## Problem description
Show every line of the data below that contains the string "task", copying each line in full. Case counts.

+++ Supplied records +++

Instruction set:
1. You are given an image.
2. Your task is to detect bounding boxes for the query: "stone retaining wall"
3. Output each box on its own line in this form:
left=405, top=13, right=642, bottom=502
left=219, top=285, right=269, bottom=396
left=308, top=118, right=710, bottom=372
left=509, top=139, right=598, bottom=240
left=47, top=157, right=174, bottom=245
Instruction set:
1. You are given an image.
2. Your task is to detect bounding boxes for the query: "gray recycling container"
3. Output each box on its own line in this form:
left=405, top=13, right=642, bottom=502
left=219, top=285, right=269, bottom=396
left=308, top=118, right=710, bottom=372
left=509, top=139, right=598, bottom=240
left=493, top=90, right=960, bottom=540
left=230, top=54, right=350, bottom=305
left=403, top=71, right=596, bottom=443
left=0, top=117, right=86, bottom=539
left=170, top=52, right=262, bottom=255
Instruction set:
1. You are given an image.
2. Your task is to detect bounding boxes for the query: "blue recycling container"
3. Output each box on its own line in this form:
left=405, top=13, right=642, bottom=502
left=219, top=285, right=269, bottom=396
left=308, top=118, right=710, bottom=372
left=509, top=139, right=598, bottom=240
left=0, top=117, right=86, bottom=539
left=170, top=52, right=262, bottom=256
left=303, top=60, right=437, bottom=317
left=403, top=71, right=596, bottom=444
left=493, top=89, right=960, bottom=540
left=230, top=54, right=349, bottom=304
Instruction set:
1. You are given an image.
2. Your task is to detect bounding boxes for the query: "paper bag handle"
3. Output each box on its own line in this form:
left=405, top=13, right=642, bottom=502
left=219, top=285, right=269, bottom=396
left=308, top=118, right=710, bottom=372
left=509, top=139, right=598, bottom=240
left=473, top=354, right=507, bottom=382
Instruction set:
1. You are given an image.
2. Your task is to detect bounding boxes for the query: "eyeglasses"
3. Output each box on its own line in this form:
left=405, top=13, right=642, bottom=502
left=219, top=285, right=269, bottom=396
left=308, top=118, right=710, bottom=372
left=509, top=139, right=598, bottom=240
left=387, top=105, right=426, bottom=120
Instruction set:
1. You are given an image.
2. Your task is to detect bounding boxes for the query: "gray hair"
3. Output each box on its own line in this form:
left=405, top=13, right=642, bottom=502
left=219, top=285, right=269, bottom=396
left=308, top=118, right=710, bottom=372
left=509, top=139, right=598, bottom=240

+++

## Response to this exercise
2. Your task is to detect bounding boxes for the query: "stone retaining wall"
2. Your task is to detect bounding boxes for the query: "gray recycling container"
2. Your task is to detect bounding boxes for the query: "blue recycling container"
2. Your task is to detect bounding boxes for the query: "paper bag handle"
2. Your task is to detect bounding boxes for the query: "eyeglasses"
2. Your task is to detect bounding boxes for the query: "gray hair"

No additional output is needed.